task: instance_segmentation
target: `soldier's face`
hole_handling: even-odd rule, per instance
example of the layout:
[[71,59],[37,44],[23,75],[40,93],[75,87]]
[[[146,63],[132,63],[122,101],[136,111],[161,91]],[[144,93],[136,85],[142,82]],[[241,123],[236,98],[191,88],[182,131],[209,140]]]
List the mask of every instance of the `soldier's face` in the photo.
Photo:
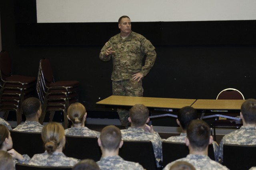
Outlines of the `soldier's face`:
[[128,36],[132,30],[132,24],[130,19],[128,18],[122,18],[120,24],[118,24],[118,28],[122,36]]

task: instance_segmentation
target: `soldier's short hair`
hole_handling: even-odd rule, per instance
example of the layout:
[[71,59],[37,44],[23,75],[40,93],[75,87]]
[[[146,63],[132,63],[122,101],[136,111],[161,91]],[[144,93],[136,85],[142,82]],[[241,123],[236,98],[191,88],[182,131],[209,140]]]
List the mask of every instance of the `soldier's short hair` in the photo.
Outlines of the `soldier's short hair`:
[[92,159],[82,160],[76,164],[72,170],[100,170],[97,163]]
[[124,15],[121,16],[121,17],[119,18],[119,19],[118,19],[118,24],[121,24],[121,21],[122,20],[122,19],[123,18],[128,18],[130,20],[131,20],[130,19],[130,18],[129,18],[129,16],[126,16],[126,15]]
[[142,104],[136,104],[130,110],[130,117],[135,127],[144,125],[148,118],[148,109]]
[[246,123],[256,124],[256,100],[247,99],[241,106],[241,112]]
[[2,148],[5,139],[9,138],[9,133],[10,132],[6,126],[0,124],[0,149]]
[[23,113],[28,117],[34,116],[41,106],[40,100],[35,97],[28,98],[21,104]]
[[86,112],[84,106],[78,102],[72,104],[68,108],[68,115],[74,124],[81,123]]
[[6,151],[0,150],[0,170],[14,169],[12,157]]
[[118,148],[122,140],[121,131],[114,126],[107,126],[102,129],[100,139],[104,149],[116,150]]
[[60,144],[64,145],[64,128],[59,123],[50,122],[44,126],[42,130],[42,138],[44,148],[48,153],[52,154]]
[[196,170],[196,168],[187,162],[177,161],[170,167],[169,170]]
[[188,123],[191,120],[197,119],[196,110],[191,106],[185,106],[179,110],[178,119],[182,128],[186,130]]
[[199,151],[204,150],[209,145],[210,132],[209,125],[204,121],[192,120],[187,129],[187,137],[190,146]]

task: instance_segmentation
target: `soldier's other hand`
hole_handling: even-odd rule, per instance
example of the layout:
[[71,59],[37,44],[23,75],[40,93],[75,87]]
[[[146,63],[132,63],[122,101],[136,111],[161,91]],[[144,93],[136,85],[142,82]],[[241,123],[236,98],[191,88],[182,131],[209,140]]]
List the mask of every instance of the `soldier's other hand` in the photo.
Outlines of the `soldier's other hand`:
[[108,48],[108,49],[107,49],[107,50],[105,53],[105,55],[106,56],[110,54],[111,54],[112,53],[114,53],[115,52],[116,52],[116,51],[112,51],[112,47],[110,47],[110,48]]
[[132,80],[138,80],[138,82],[139,82],[140,80],[141,79],[144,77],[144,76],[143,76],[140,73],[135,74],[133,74],[132,76],[133,76],[133,77],[132,78]]

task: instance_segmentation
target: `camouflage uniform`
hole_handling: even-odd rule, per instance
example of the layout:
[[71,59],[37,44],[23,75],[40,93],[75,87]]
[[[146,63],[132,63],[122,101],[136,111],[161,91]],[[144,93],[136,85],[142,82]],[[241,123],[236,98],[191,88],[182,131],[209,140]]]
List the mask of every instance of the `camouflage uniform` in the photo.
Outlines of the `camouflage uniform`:
[[[180,136],[171,136],[170,138],[164,140],[166,141],[172,142],[173,142],[184,143],[185,143],[185,138],[187,136],[186,133],[181,133]],[[214,158],[216,161],[218,161],[218,152],[219,149],[219,146],[215,141],[212,142],[213,150],[214,152]]]
[[[116,52],[106,56],[105,52],[110,47],[112,47],[112,50]],[[107,61],[112,57],[111,80],[113,95],[142,96],[142,81],[138,82],[132,80],[132,75],[140,72],[146,76],[148,73],[156,57],[154,50],[155,47],[150,41],[142,35],[132,31],[124,39],[120,33],[110,38],[105,44],[100,53],[100,58]],[[145,56],[145,65],[142,66]],[[122,125],[128,126],[128,111],[118,110],[118,112]]]
[[30,160],[30,157],[26,154],[22,155],[22,156],[23,156],[23,160],[18,160],[17,159],[14,159],[13,160],[13,166],[14,166],[14,170],[15,169],[15,164],[17,163],[20,163],[21,164],[28,164],[28,162]]
[[26,120],[25,122],[19,124],[13,130],[28,132],[41,132],[44,126],[36,121]]
[[186,158],[179,159],[167,164],[163,170],[169,170],[170,167],[177,161],[185,161],[191,164],[196,170],[227,170],[227,167],[214,160],[208,156],[189,154]]
[[223,144],[256,145],[256,127],[242,126],[240,129],[232,132],[223,136],[220,141],[218,157],[220,162],[223,160]]
[[86,127],[76,128],[72,126],[70,128],[65,129],[65,134],[66,135],[76,136],[96,136],[99,138],[100,132],[90,130]]
[[62,152],[55,152],[50,154],[44,153],[35,154],[28,164],[28,165],[45,166],[73,166],[80,160],[66,156]]
[[[121,130],[122,140],[150,140],[152,142],[155,156],[159,160],[162,158],[162,140],[158,133],[155,134],[145,132],[140,128],[129,127],[128,129]],[[156,164],[159,166],[158,161]]]
[[0,124],[5,126],[9,130],[12,130],[12,127],[10,124],[1,118],[0,118]]
[[101,170],[144,170],[143,167],[138,163],[127,161],[117,155],[101,157],[97,164]]

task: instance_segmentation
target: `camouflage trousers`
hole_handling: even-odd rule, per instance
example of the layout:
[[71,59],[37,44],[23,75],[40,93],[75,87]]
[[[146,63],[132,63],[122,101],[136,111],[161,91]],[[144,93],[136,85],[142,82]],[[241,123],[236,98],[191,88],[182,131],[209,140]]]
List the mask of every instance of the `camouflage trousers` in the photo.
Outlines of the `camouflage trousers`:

▶ **INSTRUCTIONS FOR THE TASK**: Quote every entry exactly, with the pictures omitted.

▶ **ANSWER TO THE TASK**:
task: instance_segmentation
target: `soldier's face`
hole_handling: even-odd rule, per instance
example of the layout:
[[71,59],[37,44],[23,75],[40,93],[75,87]]
[[[146,63],[132,63],[122,101],[136,111],[161,91]],[[144,93],[136,85],[142,82]],[[241,123],[236,98],[191,88],[182,131],[209,140]]]
List the mask of every instance of the `soldier's face` in the photo.
Photo:
Outlines of the `soldier's face`:
[[128,36],[132,30],[132,24],[130,19],[128,18],[122,18],[120,24],[118,24],[118,28],[122,36]]

task: instance_segmentation
target: `soldier's short hair`
hole_handling: even-odd rule, per instance
example of the layout:
[[71,59],[37,44],[23,75],[40,93],[75,87]]
[[[146,63],[132,63],[122,101],[136,111],[161,91]],[[144,93],[136,85],[142,82]],[[241,123],[236,98],[191,88],[182,131],[209,140]]]
List the mask of every instance of the `soldier's short hair` in the photo.
Outlines of the `soldier's short hair`:
[[92,159],[82,160],[76,164],[72,170],[100,170],[97,163]]
[[124,15],[121,16],[121,17],[119,18],[119,19],[118,19],[118,24],[121,24],[121,21],[122,20],[122,19],[123,18],[128,18],[130,20],[131,20],[130,19],[130,18],[129,18],[129,16],[126,16],[126,15]]
[[142,104],[136,104],[130,110],[130,117],[135,127],[144,125],[148,118],[148,109]]
[[246,123],[256,124],[256,100],[247,99],[241,106],[241,112]]
[[2,148],[5,139],[9,138],[9,133],[10,132],[6,126],[0,124],[0,149]]
[[23,113],[28,117],[34,116],[41,106],[40,100],[35,97],[28,98],[21,104]]
[[86,112],[84,106],[78,102],[72,104],[68,108],[68,115],[74,124],[81,123]]
[[6,151],[0,150],[0,170],[14,169],[12,157]]
[[118,148],[122,140],[121,131],[114,126],[107,126],[102,129],[100,139],[104,149],[116,150]]
[[60,144],[64,145],[64,128],[59,123],[50,122],[44,126],[42,130],[42,138],[44,148],[48,153],[52,154]]
[[196,170],[196,168],[187,162],[177,161],[170,167],[169,170]]
[[188,123],[191,120],[197,119],[196,110],[191,106],[185,106],[179,110],[178,119],[182,128],[186,130]]
[[199,151],[204,150],[209,145],[210,132],[209,125],[204,121],[192,120],[187,129],[187,137],[190,146]]

task: instance_segmentation
target: `soldier's other hand`
hole_handling: even-odd rule, per instance
example of the layout:
[[71,59],[37,44],[23,75],[40,93],[75,87]]
[[[146,63],[132,63],[122,101],[136,111],[161,91]],[[144,93],[136,85],[142,82]],[[241,123],[236,98],[191,88],[182,131],[209,140]]]
List the mask of every instance of the `soldier's other hand` in the photo.
Outlines of the `soldier's other hand`:
[[108,48],[108,49],[107,49],[107,50],[105,53],[105,55],[106,56],[110,54],[111,54],[112,53],[114,53],[115,52],[116,52],[116,51],[112,51],[112,47],[110,47],[110,48]]
[[132,80],[138,80],[138,82],[139,82],[140,80],[141,79],[144,77],[144,76],[143,76],[140,73],[135,74],[133,74],[132,76],[133,76],[133,77],[132,78]]

task: instance_segmentation
target: `camouflage uniform`
hole_handling: even-odd rule, per instance
example of the layout:
[[71,59],[37,44],[23,75],[40,93],[75,87]]
[[[146,63],[132,63],[122,101],[136,111],[161,91]],[[144,93],[136,85],[142,82]],[[241,123],[236,98],[191,88],[182,131],[209,140]]]
List the mask of every instance of the `camouflage uniform` in the photo.
Outlines of the `camouflage uniform`:
[[[180,136],[171,136],[170,138],[164,140],[166,141],[172,142],[173,142],[184,143],[185,143],[185,138],[187,136],[186,133],[181,133]],[[214,158],[216,161],[218,161],[218,152],[219,149],[219,146],[215,141],[212,142],[213,150],[214,152]]]
[[[116,52],[106,56],[105,52],[110,47],[112,47],[112,50]],[[107,61],[112,57],[111,80],[113,95],[142,96],[142,81],[138,82],[132,80],[132,75],[140,72],[146,76],[148,73],[156,57],[154,50],[155,47],[150,41],[142,35],[132,31],[124,39],[120,33],[110,38],[105,44],[100,53],[100,58]],[[145,56],[145,65],[142,66]],[[122,125],[128,126],[128,111],[118,110],[118,112]]]
[[30,160],[30,157],[26,154],[22,155],[22,156],[23,156],[23,160],[18,160],[17,159],[14,159],[13,160],[13,166],[14,166],[14,170],[15,169],[15,164],[17,163],[20,163],[21,164],[28,164],[28,162]]
[[26,120],[25,122],[19,124],[13,130],[28,132],[41,132],[44,126],[36,121]]
[[186,158],[179,159],[167,164],[163,170],[169,170],[170,167],[177,161],[185,161],[191,164],[196,170],[227,170],[227,167],[214,160],[208,156],[189,154]]
[[223,144],[256,145],[256,127],[242,126],[240,129],[232,132],[223,136],[220,141],[218,157],[220,162],[223,160]]
[[86,127],[76,128],[72,126],[70,128],[65,129],[65,134],[66,135],[76,136],[96,136],[99,138],[100,132],[90,130]]
[[62,152],[55,152],[50,154],[44,153],[35,154],[28,164],[28,165],[45,166],[73,166],[80,160],[66,156]]
[[[121,130],[122,140],[150,140],[152,142],[155,156],[159,160],[162,158],[162,140],[158,133],[155,134],[145,132],[140,128],[129,127],[128,129]],[[156,164],[159,166],[158,161]]]
[[0,124],[5,126],[9,130],[12,130],[12,127],[10,124],[1,118],[0,118]]
[[101,170],[144,170],[143,167],[138,163],[127,161],[117,155],[101,157],[97,164]]

task: instance_segmentation
target: `camouflage trousers`
hole_handling: even-odd rule, per instance
example of the layout:
[[71,59],[37,44],[23,75],[40,93],[75,87]]
[[[146,63],[132,63],[122,101],[136,111],[161,91]],[[144,93],[136,85],[142,82]],[[241,123],[236,98],[191,88],[182,131],[209,140]]]
List the mask of every instance of the `camouflage trousers` in the photo.
Outlines of the `camouflage trousers`:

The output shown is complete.